▸ DIRECTIONS FOR THIS TASK:
In full and without deviation, write out the entries that follow.

-- BEGIN RECORDS FOR THE EXERCISE --

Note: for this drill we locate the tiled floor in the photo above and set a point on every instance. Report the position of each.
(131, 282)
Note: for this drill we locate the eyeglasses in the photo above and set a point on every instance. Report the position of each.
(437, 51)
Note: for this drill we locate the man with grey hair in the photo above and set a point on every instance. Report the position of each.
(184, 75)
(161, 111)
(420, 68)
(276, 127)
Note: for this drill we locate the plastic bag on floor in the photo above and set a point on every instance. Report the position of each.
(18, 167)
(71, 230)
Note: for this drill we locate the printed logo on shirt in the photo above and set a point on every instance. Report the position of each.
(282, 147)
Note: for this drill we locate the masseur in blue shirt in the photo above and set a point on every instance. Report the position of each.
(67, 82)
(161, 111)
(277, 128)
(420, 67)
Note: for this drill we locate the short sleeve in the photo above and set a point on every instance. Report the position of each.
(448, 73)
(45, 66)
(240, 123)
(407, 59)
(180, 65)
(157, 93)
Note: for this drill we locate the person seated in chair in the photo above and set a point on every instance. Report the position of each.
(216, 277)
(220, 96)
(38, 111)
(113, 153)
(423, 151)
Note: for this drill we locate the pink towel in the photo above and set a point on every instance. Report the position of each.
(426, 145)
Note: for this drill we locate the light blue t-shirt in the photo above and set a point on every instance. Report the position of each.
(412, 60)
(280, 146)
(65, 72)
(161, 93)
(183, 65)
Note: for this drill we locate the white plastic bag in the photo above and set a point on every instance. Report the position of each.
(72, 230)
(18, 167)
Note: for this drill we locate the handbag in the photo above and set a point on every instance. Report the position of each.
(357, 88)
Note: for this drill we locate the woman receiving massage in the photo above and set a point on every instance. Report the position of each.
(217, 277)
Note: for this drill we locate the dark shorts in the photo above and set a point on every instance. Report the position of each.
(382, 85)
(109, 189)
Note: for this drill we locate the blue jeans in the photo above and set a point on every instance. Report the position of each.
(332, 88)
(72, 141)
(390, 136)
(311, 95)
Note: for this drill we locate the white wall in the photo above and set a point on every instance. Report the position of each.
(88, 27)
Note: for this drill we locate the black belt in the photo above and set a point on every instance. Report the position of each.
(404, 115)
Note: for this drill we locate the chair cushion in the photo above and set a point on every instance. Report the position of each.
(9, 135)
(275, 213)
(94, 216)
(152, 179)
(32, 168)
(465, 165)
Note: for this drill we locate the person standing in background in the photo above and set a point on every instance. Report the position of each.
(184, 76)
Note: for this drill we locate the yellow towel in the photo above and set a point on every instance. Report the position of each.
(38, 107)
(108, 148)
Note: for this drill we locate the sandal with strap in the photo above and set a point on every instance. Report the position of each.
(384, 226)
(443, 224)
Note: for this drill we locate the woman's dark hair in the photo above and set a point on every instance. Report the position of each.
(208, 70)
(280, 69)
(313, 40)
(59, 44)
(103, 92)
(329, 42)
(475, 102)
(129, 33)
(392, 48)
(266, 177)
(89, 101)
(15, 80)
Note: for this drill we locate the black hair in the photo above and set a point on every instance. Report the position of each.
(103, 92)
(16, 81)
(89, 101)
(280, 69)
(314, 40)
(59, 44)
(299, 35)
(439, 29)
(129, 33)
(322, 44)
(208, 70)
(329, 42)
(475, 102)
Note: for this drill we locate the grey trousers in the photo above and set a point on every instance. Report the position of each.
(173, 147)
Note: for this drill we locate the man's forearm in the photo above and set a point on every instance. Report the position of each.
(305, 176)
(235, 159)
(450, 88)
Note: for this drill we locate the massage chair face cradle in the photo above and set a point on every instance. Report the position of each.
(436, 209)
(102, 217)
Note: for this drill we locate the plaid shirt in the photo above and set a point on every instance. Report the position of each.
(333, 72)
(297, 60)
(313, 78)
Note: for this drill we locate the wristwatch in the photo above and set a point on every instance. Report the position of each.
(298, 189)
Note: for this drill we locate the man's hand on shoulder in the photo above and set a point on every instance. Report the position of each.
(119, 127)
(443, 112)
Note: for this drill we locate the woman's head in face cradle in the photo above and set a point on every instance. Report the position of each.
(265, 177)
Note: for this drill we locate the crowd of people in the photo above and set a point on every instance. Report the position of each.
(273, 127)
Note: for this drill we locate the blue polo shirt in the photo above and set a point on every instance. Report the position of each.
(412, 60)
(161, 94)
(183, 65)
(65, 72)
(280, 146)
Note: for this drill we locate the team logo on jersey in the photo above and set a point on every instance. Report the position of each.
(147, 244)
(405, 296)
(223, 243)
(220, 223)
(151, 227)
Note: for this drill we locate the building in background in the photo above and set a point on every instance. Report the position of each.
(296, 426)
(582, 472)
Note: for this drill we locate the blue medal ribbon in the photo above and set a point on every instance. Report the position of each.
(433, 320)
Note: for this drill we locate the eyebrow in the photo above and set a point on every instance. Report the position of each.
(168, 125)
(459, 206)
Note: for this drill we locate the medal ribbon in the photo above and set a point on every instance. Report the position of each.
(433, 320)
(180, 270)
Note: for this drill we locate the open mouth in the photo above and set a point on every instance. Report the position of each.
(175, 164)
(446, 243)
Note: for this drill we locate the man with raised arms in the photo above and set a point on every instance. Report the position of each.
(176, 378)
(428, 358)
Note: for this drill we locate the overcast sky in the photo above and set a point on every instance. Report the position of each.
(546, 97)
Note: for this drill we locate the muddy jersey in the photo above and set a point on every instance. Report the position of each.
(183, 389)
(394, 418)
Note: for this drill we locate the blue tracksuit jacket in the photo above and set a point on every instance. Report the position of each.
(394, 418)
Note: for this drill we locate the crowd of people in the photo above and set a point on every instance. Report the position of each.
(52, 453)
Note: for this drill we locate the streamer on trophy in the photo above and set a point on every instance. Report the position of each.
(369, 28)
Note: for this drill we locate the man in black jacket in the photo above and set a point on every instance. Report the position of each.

-- END RECORDS FOR THE EXERCISE --

▸ COMPLETE RESPONSE:
Note: for this drill we locate the tiled floor in the photo above and set a point on every instance. Report the position of each.
(131, 282)
Note: for this drill we locate the eyeglasses in the photo above and set a point on every instance. Report the position of each.
(437, 51)
Note: for this drill we locate the man with grey hair in the photo above and set a point on every instance. Report the position of each.
(184, 75)
(161, 111)
(420, 68)
(276, 127)
Note: for this drill we locate the plastic bag on floor in the photo above and set a point on every instance. Report the position of each.
(18, 167)
(71, 230)
Note: for this drill we locate the printed logo on shirt in the photo above and set a point on every instance. Report the position of each.
(282, 147)
Note: for this drill we locate the masseur in blue shirt in the photo above and set a point on every instance. Report the position of each.
(67, 82)
(161, 111)
(277, 128)
(420, 67)
Note: for this drill we locate the short sleeve in the photo above and set a point on every instance. Report the position of each.
(448, 73)
(45, 66)
(240, 123)
(407, 59)
(180, 65)
(157, 93)
Note: for this drill we locate the person seated in chair in the photo above and set a point on every instance. Report the position of each.
(216, 277)
(220, 96)
(38, 111)
(113, 153)
(423, 151)
Note: for this drill we locate the pink towel in the photo above and set a point on every instance. Report the position of each.
(426, 145)
Note: for this drill we locate the light blue t-shirt in the photo above and set a point on every instance. Report the position of each.
(412, 60)
(280, 146)
(65, 72)
(161, 93)
(183, 65)
Note: for this drill we locate the white plastic bag in the photo above and set a point on every instance. Report the position of each.
(72, 230)
(18, 167)
Note: for this drill we locate the handbag in the photo above and set a point on every instance. Report the position of each.
(357, 88)
Note: for this drill we locate the woman receiving massage in the photo above and set a point on every instance. Report the position of each.
(217, 277)
Note: for this drill we locate the dark shorts in the photo above and set a point on every instance. Report the position of each.
(382, 85)
(109, 189)
Note: for this drill we locate the blue jeans in the photo above and set a point on every instance. Report the position of each.
(332, 88)
(72, 141)
(390, 136)
(311, 95)
Note: for this drill we locate the white wall in the photo above and set a point on every instance. Report the position of each.
(88, 27)
Note: for this drill we locate the black belt in the photo above and set a point on every instance. Report the position of each.
(404, 115)
Note: for this drill we locate the chair cushion in the photo above and set a point on every instance. Report the position of each.
(9, 135)
(275, 213)
(94, 216)
(152, 179)
(32, 168)
(465, 165)
Note: for this drill we locate the person standing in background in the photo above and set a point on every instance. Report the position of each.
(184, 76)
Note: for this drill we locate the yellow towel in the photo above and set a point on every instance. Report the position of each.
(38, 107)
(108, 148)
Note: for this drill we locate the sandal with strap in the photo above and set a point on every instance. Report the position of each.
(384, 226)
(443, 224)
Note: for this drill we locate the woman's dark hair in the photo above and set a point on every instance. Report the position of each.
(208, 70)
(280, 69)
(313, 40)
(59, 44)
(103, 92)
(329, 42)
(475, 102)
(129, 33)
(392, 48)
(266, 177)
(89, 101)
(15, 80)
Note: for this drill we locate the black hair in the photo above and set a point on every instance. Report the position of each.
(103, 92)
(16, 81)
(89, 101)
(280, 69)
(314, 40)
(59, 44)
(299, 35)
(439, 29)
(129, 33)
(322, 44)
(208, 70)
(329, 42)
(475, 102)
Note: for this drill we locate the grey trousers in the photo above and set a point on every instance. Report the position of each.
(173, 147)
Note: for this drill we locate the man's forearm in the photo above and set a point on every instance. Report the position of each.
(305, 176)
(235, 159)
(450, 88)
Note: for this drill we locate the massage chair face cradle in the photo above and set a point on every instance. Report the position of each.
(436, 209)
(102, 217)
Note: for this drill we locate the plaid shirt in the photo above and set a point on every instance. Report the position of each.
(333, 72)
(297, 60)
(313, 78)
Note: for this drill we locate the wristwatch in the photo above and set a point on every instance. Report the position of each.
(298, 189)
Note: for this drill we locate the man's hand on shoulder in the photo above and set a point on every instance. Report the position of each.
(119, 127)
(443, 112)
Note: for this drill we locate the woman's head in face cradle in the photo above and set a point on every instance. Report the position of each.
(265, 177)
Note: for this drill we locate the crowd of people in the photo above and set a point on every instance. Report the position of each.
(273, 127)
Note: for this drill we locate the blue polo shirt in the photo above and set a point on every instance. Report the position of each.
(412, 60)
(161, 94)
(183, 65)
(65, 72)
(280, 146)
Note: for this drill we locate the team logo on jersey in the photo above and set a point on every instance. Report the position of each.
(147, 244)
(405, 296)
(223, 243)
(220, 223)
(151, 227)
Note: for this drill we locate the building in background in the photo above and set a point on every instance. Report the position of each.
(296, 426)
(582, 472)
Note: for this drill we locate the blue medal ribbon in the photo above and set a point on every instance. Report the position of each.
(433, 320)
Note: for this drill we locate the eyebrow in the photo above and set a point on every instance. Report the position of each.
(168, 125)
(459, 206)
Note: for this drill we locate the medal ribbon in the photo above and set a point on every instance. Report the position of each.
(433, 320)
(180, 270)
Note: for this drill we locate the open mouth in the photo above and set a point on every instance. Report the position of each.
(175, 164)
(446, 243)
Note: for this drill we locate the man with raised arms in the photo above and set a point on every instance. Report the position of each.
(176, 378)
(428, 358)
Note: for this drill we locate the overcast sky in the photo above and set a point on every instance. Report the position of each.
(546, 97)
Note: for this drill we locate the muddy jersey in the photo above and set a point on every instance. Report the position of each.
(183, 389)
(394, 418)
Note: for this drill we locate the blue tracksuit jacket in the photo above and set a point on every instance. Report the position of each.
(394, 418)
Note: for this drill we locate the crowd of people in the photo above and set a point on every instance. Report the position of each.
(52, 453)
Note: for this drill we locate the streamer on trophy in the photo above and set a point on every instance. Report the position of each.
(369, 28)
Note: for this drill we locate the man in black jacket in the photo above and set a point on every instance. Report the position of each.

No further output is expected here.